* WHAT THE TASK REQUIRES
Format the listing from the line with "Target: silhouetted building" up to and including the line with "8], [0, 133]]" as a Markdown table with columns Row and Line, one numbered row per line, skipping blank lines.
____ SOURCE RECORDS
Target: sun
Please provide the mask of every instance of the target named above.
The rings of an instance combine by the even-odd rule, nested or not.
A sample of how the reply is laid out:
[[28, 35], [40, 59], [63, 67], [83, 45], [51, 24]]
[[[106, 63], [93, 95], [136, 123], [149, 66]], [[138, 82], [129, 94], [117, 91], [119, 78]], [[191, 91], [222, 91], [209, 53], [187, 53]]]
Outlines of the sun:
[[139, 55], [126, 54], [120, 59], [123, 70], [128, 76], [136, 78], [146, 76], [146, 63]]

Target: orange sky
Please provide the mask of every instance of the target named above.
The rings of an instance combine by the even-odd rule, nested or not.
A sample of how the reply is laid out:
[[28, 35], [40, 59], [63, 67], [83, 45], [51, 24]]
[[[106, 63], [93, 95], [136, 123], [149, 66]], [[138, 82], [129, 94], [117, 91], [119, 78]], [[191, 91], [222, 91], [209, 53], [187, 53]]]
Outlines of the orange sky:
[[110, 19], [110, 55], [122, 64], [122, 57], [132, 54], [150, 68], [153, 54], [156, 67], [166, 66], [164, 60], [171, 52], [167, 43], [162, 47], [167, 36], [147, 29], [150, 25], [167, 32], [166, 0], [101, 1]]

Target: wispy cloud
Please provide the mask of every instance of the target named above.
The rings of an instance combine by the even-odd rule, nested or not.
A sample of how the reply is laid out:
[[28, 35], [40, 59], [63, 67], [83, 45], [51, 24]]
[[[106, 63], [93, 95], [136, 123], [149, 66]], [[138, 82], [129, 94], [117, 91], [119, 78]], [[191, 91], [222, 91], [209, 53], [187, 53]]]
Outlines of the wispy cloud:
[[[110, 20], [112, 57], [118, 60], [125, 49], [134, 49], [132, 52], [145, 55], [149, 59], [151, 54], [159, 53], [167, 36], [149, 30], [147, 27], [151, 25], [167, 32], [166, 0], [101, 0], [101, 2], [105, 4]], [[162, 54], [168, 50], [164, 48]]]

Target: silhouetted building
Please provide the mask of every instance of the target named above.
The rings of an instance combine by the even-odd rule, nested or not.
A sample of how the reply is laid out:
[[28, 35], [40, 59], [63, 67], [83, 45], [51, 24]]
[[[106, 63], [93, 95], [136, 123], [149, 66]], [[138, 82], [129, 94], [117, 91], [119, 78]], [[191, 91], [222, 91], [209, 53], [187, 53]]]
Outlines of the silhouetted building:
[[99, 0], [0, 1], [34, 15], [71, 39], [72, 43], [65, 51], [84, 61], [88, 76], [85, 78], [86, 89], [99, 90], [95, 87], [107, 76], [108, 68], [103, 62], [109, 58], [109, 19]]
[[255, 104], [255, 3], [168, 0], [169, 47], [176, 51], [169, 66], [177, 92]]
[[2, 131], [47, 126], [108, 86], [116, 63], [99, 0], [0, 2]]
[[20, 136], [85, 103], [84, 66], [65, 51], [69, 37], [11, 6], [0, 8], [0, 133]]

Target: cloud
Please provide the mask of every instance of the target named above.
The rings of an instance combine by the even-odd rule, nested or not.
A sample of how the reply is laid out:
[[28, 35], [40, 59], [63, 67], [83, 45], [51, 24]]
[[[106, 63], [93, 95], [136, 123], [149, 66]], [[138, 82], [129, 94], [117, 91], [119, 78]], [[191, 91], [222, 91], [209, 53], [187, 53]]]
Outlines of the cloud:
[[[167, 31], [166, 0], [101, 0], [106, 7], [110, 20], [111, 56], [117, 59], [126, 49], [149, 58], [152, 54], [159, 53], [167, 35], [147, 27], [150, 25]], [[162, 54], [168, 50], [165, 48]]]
________
* IN RESPONSE
| Row | Line |
|---|---|
| 1 | Target: silhouetted building |
| 2 | Please provide the mask of every instance of the target named above. |
| 3 | The rings of an instance combine by the even-odd rule, nested or not. |
| 4 | A sample of how the reply is laid out: |
| 5 | [[28, 35], [40, 59], [63, 67], [83, 45], [51, 24]] |
| 6 | [[[106, 63], [93, 95], [136, 123], [149, 66]], [[138, 82], [129, 94], [117, 91], [119, 78]], [[191, 91], [222, 91], [209, 53], [187, 53]]] |
| 7 | Outlines of the silhouetted building: |
| 8 | [[99, 0], [0, 1], [34, 15], [71, 39], [72, 43], [65, 51], [84, 61], [88, 76], [85, 78], [86, 89], [99, 90], [95, 87], [107, 76], [108, 68], [103, 62], [109, 58], [109, 19]] |
| 9 | [[255, 104], [255, 3], [168, 0], [169, 47], [176, 51], [169, 66], [177, 92]] |
| 10 | [[2, 131], [47, 126], [108, 86], [116, 63], [99, 0], [0, 2]] |
| 11 | [[20, 136], [85, 103], [84, 66], [65, 51], [69, 37], [11, 6], [0, 8], [0, 133]] |